------ Dataset extract

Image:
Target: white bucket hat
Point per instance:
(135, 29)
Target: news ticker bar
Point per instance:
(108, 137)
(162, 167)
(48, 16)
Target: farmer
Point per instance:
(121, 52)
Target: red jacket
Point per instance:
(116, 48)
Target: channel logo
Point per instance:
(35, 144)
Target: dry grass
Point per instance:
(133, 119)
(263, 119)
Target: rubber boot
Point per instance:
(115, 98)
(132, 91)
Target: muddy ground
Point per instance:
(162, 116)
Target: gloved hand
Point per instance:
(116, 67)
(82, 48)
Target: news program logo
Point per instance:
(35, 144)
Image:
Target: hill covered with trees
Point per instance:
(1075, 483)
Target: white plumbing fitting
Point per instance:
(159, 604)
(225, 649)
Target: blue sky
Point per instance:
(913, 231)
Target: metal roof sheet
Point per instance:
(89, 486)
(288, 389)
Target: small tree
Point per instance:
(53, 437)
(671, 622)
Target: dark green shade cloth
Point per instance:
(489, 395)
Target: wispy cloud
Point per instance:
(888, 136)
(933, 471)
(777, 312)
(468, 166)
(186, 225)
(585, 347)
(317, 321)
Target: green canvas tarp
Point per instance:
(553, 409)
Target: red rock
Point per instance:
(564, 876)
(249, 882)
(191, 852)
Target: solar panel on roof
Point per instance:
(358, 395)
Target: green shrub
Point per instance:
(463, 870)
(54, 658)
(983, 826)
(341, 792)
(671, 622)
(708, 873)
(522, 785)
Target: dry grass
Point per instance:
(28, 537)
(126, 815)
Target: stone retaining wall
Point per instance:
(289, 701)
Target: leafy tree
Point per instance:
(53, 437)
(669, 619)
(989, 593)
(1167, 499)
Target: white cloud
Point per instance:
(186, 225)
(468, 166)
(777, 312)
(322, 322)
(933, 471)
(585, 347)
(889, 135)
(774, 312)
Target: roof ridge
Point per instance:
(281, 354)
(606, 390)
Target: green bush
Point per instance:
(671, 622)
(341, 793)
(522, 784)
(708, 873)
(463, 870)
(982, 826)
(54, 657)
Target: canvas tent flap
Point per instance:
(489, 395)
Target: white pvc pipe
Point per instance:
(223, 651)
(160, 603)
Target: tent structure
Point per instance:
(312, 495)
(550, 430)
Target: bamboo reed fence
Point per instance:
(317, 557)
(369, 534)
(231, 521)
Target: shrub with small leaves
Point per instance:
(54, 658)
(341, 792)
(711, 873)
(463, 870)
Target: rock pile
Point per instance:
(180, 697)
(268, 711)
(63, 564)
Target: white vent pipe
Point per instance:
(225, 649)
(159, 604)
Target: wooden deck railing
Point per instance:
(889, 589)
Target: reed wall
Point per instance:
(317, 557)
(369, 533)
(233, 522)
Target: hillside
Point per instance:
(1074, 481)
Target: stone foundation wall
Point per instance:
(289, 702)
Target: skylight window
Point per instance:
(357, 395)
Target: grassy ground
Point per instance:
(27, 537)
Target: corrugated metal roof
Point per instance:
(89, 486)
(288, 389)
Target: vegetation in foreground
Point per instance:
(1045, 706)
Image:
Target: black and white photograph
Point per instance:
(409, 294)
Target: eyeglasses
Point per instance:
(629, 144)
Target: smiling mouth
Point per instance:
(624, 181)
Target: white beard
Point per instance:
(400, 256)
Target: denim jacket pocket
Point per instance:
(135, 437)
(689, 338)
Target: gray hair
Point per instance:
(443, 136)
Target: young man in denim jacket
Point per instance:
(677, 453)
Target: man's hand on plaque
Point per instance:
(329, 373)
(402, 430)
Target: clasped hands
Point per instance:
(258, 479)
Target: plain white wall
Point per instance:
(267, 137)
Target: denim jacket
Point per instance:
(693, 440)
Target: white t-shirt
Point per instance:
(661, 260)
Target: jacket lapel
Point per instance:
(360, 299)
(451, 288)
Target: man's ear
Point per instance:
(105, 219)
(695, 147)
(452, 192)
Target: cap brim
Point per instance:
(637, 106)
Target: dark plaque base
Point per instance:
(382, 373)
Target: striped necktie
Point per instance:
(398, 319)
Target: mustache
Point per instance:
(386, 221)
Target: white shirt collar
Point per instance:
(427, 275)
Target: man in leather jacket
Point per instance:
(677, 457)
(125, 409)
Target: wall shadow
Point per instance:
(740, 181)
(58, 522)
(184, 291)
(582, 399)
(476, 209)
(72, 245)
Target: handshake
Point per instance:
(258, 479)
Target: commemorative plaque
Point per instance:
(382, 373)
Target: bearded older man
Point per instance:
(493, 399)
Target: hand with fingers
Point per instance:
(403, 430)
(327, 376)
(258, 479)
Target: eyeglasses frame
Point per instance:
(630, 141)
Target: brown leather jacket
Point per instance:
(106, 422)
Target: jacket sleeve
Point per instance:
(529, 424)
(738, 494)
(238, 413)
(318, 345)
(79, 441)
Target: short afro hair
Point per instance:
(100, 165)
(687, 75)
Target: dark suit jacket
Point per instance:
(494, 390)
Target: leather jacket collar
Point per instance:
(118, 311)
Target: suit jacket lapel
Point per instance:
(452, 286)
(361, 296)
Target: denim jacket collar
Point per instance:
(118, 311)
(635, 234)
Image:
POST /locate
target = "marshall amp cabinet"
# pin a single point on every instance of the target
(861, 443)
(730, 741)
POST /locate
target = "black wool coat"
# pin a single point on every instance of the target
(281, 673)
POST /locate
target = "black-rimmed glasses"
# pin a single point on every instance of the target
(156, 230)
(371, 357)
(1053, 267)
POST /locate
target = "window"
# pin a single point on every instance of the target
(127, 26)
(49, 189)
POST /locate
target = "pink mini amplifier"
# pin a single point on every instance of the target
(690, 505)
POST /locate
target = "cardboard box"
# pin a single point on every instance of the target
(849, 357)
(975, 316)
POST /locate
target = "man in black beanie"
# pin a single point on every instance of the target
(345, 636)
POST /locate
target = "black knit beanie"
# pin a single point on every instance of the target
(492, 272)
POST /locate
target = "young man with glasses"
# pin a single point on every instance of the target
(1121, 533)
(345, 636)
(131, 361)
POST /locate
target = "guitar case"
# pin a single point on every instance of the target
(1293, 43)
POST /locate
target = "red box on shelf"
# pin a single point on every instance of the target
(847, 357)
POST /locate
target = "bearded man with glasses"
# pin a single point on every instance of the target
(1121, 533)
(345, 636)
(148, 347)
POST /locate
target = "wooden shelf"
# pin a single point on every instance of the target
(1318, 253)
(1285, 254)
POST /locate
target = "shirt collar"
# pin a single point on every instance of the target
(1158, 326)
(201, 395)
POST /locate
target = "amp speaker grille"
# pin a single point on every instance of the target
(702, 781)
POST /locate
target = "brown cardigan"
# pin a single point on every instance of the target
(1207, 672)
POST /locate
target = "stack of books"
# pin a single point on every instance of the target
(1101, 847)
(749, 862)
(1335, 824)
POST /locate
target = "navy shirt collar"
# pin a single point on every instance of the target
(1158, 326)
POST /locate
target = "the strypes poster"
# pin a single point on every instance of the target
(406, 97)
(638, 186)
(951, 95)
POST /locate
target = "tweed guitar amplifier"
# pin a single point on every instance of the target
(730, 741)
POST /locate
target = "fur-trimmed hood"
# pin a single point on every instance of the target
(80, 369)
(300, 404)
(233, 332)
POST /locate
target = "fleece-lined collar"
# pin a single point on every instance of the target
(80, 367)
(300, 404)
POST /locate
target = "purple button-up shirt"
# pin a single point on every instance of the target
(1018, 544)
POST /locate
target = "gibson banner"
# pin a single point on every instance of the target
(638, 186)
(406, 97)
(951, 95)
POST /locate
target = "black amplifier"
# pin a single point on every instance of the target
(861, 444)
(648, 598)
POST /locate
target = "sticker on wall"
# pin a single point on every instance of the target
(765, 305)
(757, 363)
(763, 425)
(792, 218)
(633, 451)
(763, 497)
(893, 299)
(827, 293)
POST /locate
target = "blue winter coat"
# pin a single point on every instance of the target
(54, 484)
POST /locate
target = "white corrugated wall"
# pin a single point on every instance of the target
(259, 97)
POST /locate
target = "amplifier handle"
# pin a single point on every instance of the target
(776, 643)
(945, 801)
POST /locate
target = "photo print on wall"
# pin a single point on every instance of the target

------------

How many lines in the items above contain the word "denim"? Reply with the number alone.

**Exercise response**
4